Collected data entries:
-- start --
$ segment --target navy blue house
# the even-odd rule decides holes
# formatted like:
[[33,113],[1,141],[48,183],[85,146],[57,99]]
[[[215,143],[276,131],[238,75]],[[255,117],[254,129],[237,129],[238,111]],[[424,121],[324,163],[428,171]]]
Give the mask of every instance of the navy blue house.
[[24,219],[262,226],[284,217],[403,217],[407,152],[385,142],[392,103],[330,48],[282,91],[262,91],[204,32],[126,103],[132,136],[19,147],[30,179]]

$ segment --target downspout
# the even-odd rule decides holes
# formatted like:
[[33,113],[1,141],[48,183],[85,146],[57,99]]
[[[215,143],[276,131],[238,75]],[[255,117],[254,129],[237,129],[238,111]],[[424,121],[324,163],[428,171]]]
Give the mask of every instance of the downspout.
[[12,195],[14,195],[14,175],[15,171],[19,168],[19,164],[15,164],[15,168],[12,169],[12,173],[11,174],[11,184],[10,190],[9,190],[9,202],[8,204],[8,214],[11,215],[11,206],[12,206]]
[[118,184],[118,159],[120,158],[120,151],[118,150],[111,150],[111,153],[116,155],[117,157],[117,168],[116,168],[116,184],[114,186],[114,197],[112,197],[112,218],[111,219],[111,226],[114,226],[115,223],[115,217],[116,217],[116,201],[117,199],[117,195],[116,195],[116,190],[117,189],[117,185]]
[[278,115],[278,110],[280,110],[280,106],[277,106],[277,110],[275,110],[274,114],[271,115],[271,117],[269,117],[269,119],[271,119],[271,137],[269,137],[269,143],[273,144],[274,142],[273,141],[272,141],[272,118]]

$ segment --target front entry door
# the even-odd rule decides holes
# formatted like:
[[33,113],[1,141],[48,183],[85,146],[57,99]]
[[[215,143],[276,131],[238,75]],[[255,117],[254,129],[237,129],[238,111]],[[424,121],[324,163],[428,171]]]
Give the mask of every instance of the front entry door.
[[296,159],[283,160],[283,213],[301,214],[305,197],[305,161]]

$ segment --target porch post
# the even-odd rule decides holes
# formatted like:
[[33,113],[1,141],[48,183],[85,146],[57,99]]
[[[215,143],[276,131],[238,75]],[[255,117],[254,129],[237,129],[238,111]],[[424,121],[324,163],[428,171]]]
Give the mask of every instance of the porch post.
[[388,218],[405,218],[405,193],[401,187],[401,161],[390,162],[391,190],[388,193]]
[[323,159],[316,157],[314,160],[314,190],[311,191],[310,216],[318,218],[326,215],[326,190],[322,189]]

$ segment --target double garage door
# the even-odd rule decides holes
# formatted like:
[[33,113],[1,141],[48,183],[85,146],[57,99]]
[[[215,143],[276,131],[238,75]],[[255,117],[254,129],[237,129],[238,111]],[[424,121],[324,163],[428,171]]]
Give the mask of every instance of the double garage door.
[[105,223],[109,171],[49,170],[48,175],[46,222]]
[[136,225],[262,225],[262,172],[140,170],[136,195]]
-- end --
Exercise details — Rewrite the records from the start up to and including the line with "Give the mask of every instance of the navy", replacing "even-odd rule" with "nonzero winding rule". Leave everything else unchanged.

Response for this exercise —
$ segment --target navy blue house
# the nonzero winding rule decides holes
# formatted like:
[[33,113],[1,141],[48,183],[85,146],[57,99]]
[[[215,143],[276,131],[238,75]],[[255,117],[254,129],[237,129],[238,111]],[[424,121],[324,163],[428,171]]]
Give the mask of every instance of the navy blue house.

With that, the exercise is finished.